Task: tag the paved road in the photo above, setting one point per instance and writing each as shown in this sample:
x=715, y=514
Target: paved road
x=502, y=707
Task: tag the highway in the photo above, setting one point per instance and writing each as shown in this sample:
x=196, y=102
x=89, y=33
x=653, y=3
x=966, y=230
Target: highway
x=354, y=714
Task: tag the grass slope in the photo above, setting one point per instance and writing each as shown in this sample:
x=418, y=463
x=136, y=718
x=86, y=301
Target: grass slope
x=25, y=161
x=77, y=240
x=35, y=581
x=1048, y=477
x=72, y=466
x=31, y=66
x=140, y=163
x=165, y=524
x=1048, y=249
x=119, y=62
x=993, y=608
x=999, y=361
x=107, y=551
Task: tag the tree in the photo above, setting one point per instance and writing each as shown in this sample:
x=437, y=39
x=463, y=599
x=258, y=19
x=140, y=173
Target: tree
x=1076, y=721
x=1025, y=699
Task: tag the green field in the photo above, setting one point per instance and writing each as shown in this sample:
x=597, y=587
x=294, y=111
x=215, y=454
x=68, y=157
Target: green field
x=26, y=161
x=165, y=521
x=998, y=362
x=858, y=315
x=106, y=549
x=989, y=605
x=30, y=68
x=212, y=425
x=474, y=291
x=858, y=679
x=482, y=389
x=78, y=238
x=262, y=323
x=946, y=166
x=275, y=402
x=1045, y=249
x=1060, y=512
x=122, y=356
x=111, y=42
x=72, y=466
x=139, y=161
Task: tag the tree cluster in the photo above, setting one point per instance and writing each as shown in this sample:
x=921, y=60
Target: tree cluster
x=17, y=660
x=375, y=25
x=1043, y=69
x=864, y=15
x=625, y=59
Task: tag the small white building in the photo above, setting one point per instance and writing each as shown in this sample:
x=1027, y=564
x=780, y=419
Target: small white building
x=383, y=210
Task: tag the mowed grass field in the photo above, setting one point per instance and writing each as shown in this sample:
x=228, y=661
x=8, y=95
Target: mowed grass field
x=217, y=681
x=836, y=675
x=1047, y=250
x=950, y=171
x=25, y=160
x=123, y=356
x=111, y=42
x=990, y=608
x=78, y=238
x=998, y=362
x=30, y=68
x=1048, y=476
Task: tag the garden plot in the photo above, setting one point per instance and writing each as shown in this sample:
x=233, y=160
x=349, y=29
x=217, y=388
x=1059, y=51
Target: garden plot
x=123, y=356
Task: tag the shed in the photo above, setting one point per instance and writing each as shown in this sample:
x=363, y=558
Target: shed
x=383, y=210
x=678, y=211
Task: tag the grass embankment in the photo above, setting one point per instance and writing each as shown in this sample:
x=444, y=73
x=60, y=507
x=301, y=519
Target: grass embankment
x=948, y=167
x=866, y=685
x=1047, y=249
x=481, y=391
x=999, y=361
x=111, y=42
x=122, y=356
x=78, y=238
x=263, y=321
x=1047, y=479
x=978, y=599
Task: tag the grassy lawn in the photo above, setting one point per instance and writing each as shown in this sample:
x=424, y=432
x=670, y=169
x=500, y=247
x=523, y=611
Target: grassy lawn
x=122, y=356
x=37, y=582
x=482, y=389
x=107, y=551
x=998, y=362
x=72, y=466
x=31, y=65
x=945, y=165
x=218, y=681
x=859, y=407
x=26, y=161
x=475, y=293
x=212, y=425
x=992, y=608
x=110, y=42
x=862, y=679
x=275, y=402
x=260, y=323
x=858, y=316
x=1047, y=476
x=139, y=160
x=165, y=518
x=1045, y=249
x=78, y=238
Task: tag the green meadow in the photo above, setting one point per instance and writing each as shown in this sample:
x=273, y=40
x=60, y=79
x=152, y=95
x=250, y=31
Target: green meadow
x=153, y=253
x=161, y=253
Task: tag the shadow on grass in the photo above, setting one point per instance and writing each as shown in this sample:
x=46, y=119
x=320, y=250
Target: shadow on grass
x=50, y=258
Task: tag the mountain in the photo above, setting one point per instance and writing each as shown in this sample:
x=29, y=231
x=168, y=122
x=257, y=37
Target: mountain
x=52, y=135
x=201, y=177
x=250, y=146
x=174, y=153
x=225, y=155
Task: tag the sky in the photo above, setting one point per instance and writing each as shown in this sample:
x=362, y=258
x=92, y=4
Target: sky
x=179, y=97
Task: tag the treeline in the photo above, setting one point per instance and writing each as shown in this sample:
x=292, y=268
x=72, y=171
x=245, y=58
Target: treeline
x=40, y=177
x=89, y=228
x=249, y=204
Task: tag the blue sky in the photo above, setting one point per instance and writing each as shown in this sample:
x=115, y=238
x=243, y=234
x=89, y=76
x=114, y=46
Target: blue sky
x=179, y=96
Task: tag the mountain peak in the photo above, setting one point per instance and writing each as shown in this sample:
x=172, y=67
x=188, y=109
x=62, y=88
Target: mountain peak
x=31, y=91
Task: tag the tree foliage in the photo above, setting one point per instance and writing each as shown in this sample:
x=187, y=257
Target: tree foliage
★ ★ ★ ★ ★
§ ASSIGNED TASK
The data above should be copied out with complete accuracy.

§ ANSWER TO THE EXERCISE
Task: tag the paved road in the photo above, setting one point per instance and writing each as shown in this sample:
x=715, y=514
Target: paved road
x=502, y=707
Task: tag the highway in the photo above, setting one point per instance and writing each as shown in this sample:
x=196, y=102
x=89, y=33
x=653, y=3
x=966, y=230
Target: highway
x=354, y=714
Task: tag the grass slope in the photo above, setting one point per instance and writing each as shown in this sample:
x=418, y=463
x=136, y=718
x=86, y=301
Target: grass slope
x=25, y=161
x=77, y=240
x=35, y=581
x=1048, y=477
x=72, y=466
x=31, y=66
x=140, y=163
x=165, y=524
x=1048, y=249
x=119, y=62
x=993, y=608
x=999, y=361
x=107, y=551
Task: tag the tree in the photo above, setting one point per instance and writing each as shown in this sample:
x=437, y=39
x=463, y=599
x=258, y=19
x=140, y=173
Target: tree
x=1076, y=721
x=1025, y=699
Task: tag the green field in the photo above, setting one point per instance and writing each as shown in this sample:
x=597, y=587
x=294, y=111
x=215, y=454
x=68, y=157
Target: green field
x=26, y=161
x=165, y=521
x=998, y=362
x=858, y=315
x=106, y=549
x=989, y=605
x=30, y=68
x=212, y=425
x=474, y=291
x=858, y=679
x=482, y=389
x=78, y=238
x=262, y=323
x=946, y=166
x=275, y=402
x=1045, y=249
x=1060, y=512
x=122, y=356
x=111, y=42
x=72, y=466
x=139, y=161
Task: tag the tree cluster in the photo above, setting one point per instance and writing each as shown in this sample:
x=921, y=60
Target: tree cluster
x=17, y=660
x=375, y=25
x=1043, y=69
x=864, y=15
x=625, y=59
Task: tag the small white building in the photo above, setting one point per instance and writing each as shown in this sample:
x=1027, y=564
x=780, y=419
Target: small white building
x=383, y=210
Task: tag the mowed grass field in the photo above, setting one point per instance and writing each as shown in this sample:
x=228, y=661
x=8, y=95
Target: mowed grass field
x=217, y=681
x=836, y=675
x=1047, y=250
x=950, y=171
x=25, y=160
x=123, y=356
x=111, y=42
x=990, y=608
x=78, y=238
x=998, y=362
x=30, y=68
x=1048, y=476
Task: tag the garden plot in the photo above, setting one point per instance and writing each as shown in this sample:
x=233, y=160
x=349, y=29
x=217, y=388
x=1059, y=51
Target: garden plot
x=123, y=356
Task: tag the shed in the photo above, setting one point per instance and writing each as shown in this sample:
x=363, y=558
Target: shed
x=383, y=210
x=678, y=211
Task: tag the grass embankment in the photo above, setting one point per instance and writing each as shown in this sample:
x=444, y=73
x=60, y=507
x=301, y=519
Target: grass embankment
x=948, y=167
x=866, y=685
x=1047, y=249
x=481, y=391
x=999, y=361
x=111, y=42
x=122, y=356
x=78, y=238
x=263, y=321
x=1047, y=479
x=978, y=599
Task: tag the grassy lawn in the photo above, setting one point per instance and writing each as shown in this sample:
x=424, y=432
x=670, y=169
x=500, y=247
x=523, y=611
Target: grassy lawn
x=122, y=356
x=37, y=582
x=482, y=389
x=107, y=551
x=998, y=362
x=72, y=466
x=31, y=65
x=945, y=165
x=218, y=681
x=859, y=407
x=26, y=161
x=475, y=293
x=212, y=425
x=992, y=608
x=110, y=42
x=862, y=679
x=275, y=402
x=260, y=323
x=858, y=316
x=1047, y=476
x=139, y=160
x=165, y=518
x=1045, y=249
x=78, y=238
Task: tag the green meadow in the photo above, setting one point per instance and writing each as shown in this sample:
x=273, y=40
x=60, y=79
x=152, y=95
x=250, y=31
Target: green meadow
x=153, y=253
x=161, y=253
Task: tag the shadow on grass in the photo above, setting one point per instance and writing each as shown in this sample:
x=46, y=119
x=320, y=250
Target: shadow on grass
x=50, y=258
Task: tag the mountain in the photo above, setting one point per instance and writing each as shown in this sample:
x=29, y=231
x=168, y=122
x=257, y=37
Target: mountain
x=52, y=135
x=201, y=177
x=250, y=146
x=174, y=153
x=225, y=155
Task: tag the sky in the photo above, setting one point per instance and writing each as shown in this sample:
x=362, y=258
x=92, y=4
Target: sky
x=179, y=97
Task: tag the treeline in the photo above, setting one point per instance and writing each as shown in this sample:
x=292, y=268
x=72, y=171
x=245, y=58
Target: treeline
x=40, y=177
x=89, y=228
x=249, y=204
Task: tag the blue sky in the photo above, setting one point per instance and writing each as shown in this sample:
x=115, y=238
x=243, y=234
x=89, y=76
x=114, y=46
Target: blue sky
x=179, y=96
Task: tag the mountain peak in the photo above, setting one point per instance and writing each as shown in this sample:
x=172, y=67
x=188, y=109
x=62, y=88
Target: mountain peak
x=31, y=91
Task: tag the tree foliage in the photo above, setting one point per instance and writing each as shown in this sample:
x=187, y=257
Target: tree foliage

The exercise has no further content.